# Pigeon with a broken wing (I think) Please help!



## Annia

OK, long story short. This pigeon was sitting on our front drive for nearly 6 hours last night without moving. It can't fly and there is something wrong with its wing. 

I finally got permission from my mother (I'm 20 but I'm still living at home) to catch it and put it in the garage. 

I've put it in the biggest box I can find that has ventilation and I've covered the box with a towel to keep it dark in there and I gave it water for overnight. 

Been in to see it this morning, its still alive and looks OK apart from the wing. I've given it some breadcrumbs as we don't have any birdseed left at the moment. (Also put fresh water down and changed the newspaper I lined the box with.) 

Now I know I can ring the RSPCA but I'm pretty sure they will just kill it and I don't really want that to happen. 

It's not a racing pigeon, or a tame one. It's wild. I'm pretty certain that it's a juvenile woodpigeon. 

I can't keep it, although I do want to. I can't afford to go buy a proper bird cage or even the vet's bills for it (I'm a student  ).

Any advice? I'm in the UK BTW. And I can't drive. And I've googled but can't find any bird rescue places nearby apart from the RSPCA.


----------



## PigeonQueen

Please tell us your location BTW????


----------



## amyable

Hi,

Thanks Jayne for answering, that was what I wanted to ask so we can see if there's any rescue centres nearby first.

- ENTRIES -
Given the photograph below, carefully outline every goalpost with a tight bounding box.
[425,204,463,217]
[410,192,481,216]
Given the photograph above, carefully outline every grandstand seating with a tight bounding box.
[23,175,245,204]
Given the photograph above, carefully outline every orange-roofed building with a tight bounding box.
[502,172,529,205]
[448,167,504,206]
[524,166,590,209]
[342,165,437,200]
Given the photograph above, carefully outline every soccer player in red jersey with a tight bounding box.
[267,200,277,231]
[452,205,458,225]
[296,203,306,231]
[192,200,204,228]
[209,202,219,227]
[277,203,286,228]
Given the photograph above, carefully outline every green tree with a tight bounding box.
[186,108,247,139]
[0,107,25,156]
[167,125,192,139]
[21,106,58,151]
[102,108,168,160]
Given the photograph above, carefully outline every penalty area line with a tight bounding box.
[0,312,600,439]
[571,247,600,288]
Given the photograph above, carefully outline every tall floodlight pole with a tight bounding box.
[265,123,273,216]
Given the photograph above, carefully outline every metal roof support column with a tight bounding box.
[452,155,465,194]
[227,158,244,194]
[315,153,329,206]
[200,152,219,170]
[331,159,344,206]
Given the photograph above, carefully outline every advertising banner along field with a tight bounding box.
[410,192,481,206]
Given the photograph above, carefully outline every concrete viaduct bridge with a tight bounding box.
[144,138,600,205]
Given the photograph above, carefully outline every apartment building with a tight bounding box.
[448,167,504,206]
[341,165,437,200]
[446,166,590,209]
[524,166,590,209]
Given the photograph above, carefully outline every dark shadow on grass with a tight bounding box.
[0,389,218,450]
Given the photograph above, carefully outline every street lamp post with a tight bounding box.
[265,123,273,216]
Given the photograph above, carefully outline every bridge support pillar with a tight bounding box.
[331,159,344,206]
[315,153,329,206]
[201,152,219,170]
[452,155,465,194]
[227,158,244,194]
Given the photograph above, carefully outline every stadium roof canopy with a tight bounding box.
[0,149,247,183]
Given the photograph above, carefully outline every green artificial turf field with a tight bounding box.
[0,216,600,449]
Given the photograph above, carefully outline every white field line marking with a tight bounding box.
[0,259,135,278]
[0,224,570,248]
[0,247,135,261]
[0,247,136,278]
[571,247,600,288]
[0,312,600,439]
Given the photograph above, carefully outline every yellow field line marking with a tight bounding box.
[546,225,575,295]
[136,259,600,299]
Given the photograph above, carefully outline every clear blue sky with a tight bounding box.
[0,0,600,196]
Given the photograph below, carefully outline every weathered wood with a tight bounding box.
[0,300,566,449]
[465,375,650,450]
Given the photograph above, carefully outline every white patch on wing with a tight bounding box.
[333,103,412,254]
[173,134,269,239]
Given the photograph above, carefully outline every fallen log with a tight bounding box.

- AIM A -
Could you set down, word for word, the part of the pigeon thread that begins at the words "OK, long story" and stops after "water for overnight."?
- AIM B -
In the listing, take only the lines from the one containing "Given the photograph above, carefully outline every street" through the one containing "[465,375,650,450]", both included. Can you reproduce every one of those lines, leaving the wording unchanged and adding -92 to each box coordinate?
The pigeon thread and the listing have nothing to do with each other.

- WORKED ANSWER A -
OK, long story short. This pigeon was sitting on our front drive for nearly 6 hours last night without moving. It can't fly and there is something wrong with its wing. 

I finally got permission from my mother (I'm 20 but I'm still living at home) to catch it and put it in the garage. 

I've put it in the biggest box I can find that has ventilation and I've covered the box with a towel to keep it dark in there and I gave it water for overnight.

- WORKED ANSWER B -
Given the photograph above, carefully outline every street lamp post with a tight bounding box.
[173,31,181,124]
Given the photograph above, carefully outline every bridge support pillar with a tight bounding box.
[239,67,252,114]
[223,61,237,114]
[109,60,127,78]
[360,63,373,102]
[135,66,152,102]
Given the photograph above, carefully outline every stadium roof canopy with a tight bounding box.
[-92,57,155,91]
Given the photograph above, carefully outline every green artificial turf field with a tight bounding box.
[-92,124,508,357]
Given the photograph above, carefully outline every white field line marking with a tight bounding box.
[-92,167,43,186]
[-92,132,478,156]
[-92,155,43,169]
[-92,155,44,186]
[479,155,508,196]
[-92,220,508,347]
Given the photograph above, carefully outline every yellow field line marking with a tight bounding box.
[454,133,483,203]
[44,167,508,207]
Given the photograph above, carefully outline every clear blue sky with a tight bounding box.
[-92,-92,508,104]
Given the photograph below, carefully outline every weathered wood with a tight bounding box.
[-92,208,474,357]
[373,283,558,358]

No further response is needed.